(Objective): Locate each line of the material below that contains the word "tiled" and copy those lines out in full.
─── Material to process ───
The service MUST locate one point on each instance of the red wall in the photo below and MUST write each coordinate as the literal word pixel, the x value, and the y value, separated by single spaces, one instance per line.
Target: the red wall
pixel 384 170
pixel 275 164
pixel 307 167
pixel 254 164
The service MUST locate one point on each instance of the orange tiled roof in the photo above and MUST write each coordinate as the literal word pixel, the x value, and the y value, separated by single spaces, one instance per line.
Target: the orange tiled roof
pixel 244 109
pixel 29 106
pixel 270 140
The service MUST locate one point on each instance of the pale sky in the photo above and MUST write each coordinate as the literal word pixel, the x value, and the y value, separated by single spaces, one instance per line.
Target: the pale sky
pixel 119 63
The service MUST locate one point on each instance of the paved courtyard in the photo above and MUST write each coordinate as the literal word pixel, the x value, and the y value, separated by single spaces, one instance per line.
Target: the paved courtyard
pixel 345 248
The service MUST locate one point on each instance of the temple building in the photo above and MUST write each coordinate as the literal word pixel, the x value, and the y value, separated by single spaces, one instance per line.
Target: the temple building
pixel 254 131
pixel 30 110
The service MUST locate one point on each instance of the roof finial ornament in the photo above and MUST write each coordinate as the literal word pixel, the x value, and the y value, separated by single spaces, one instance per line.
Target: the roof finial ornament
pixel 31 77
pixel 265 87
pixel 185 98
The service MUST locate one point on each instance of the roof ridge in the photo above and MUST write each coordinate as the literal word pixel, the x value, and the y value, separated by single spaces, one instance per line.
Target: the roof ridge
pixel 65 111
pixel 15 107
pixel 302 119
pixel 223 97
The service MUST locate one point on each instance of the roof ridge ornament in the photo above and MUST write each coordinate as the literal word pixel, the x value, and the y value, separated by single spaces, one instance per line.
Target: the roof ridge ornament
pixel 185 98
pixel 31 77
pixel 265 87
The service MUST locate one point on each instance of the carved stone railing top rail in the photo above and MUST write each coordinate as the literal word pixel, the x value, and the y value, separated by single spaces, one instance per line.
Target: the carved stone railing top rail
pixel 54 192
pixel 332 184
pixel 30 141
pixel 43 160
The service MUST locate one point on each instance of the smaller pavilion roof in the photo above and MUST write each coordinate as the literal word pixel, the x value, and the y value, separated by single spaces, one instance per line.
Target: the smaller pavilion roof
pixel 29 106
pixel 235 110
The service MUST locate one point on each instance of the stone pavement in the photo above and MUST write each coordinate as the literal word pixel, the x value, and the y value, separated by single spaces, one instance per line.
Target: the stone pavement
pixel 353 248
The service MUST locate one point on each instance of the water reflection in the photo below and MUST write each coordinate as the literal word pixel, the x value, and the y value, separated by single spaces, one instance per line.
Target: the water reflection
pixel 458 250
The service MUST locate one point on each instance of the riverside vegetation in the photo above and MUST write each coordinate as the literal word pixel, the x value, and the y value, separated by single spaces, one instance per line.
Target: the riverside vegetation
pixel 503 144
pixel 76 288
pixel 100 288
───
─── Material to process ───
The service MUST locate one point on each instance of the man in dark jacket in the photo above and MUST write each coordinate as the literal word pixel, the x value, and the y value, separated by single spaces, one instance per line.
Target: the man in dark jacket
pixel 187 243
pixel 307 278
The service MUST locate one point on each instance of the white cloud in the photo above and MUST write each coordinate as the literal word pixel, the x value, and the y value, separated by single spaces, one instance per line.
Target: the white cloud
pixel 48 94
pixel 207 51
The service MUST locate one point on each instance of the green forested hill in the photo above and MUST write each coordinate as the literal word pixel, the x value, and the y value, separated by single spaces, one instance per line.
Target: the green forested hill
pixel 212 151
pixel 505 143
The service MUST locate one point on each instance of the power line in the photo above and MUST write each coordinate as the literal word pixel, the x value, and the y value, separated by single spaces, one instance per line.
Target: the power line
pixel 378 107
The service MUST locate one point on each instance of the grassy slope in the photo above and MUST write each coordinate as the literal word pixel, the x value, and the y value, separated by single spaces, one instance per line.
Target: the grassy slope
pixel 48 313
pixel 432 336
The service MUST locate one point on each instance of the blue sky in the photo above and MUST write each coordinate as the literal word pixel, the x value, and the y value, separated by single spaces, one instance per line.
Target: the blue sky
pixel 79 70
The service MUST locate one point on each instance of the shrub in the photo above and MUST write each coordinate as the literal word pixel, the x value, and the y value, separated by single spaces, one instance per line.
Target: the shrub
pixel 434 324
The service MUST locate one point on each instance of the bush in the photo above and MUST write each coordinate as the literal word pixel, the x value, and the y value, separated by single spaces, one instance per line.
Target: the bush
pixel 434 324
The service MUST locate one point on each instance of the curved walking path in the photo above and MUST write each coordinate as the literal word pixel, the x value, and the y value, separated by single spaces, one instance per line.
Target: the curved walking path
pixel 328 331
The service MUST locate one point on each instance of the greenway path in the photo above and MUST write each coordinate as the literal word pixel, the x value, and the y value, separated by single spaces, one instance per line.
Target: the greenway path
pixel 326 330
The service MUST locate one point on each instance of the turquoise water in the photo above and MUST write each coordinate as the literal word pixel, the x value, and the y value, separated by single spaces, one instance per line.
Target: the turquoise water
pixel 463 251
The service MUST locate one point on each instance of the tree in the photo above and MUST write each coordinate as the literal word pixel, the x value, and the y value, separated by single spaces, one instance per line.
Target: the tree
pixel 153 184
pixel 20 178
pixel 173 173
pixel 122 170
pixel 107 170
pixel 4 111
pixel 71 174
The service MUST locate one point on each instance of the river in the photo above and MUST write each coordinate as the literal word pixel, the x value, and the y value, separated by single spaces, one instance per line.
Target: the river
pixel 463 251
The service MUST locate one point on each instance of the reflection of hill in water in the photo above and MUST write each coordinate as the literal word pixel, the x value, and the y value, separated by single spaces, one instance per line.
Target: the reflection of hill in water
───
(Solved problem):
The service MUST locate one point on each instance of the orange tiled roof in the photo above and MUST write each coordinate as the literal word pixel, the x value, and the y value, separated by single spaces, one instance per line.
Target: the orange tiled roof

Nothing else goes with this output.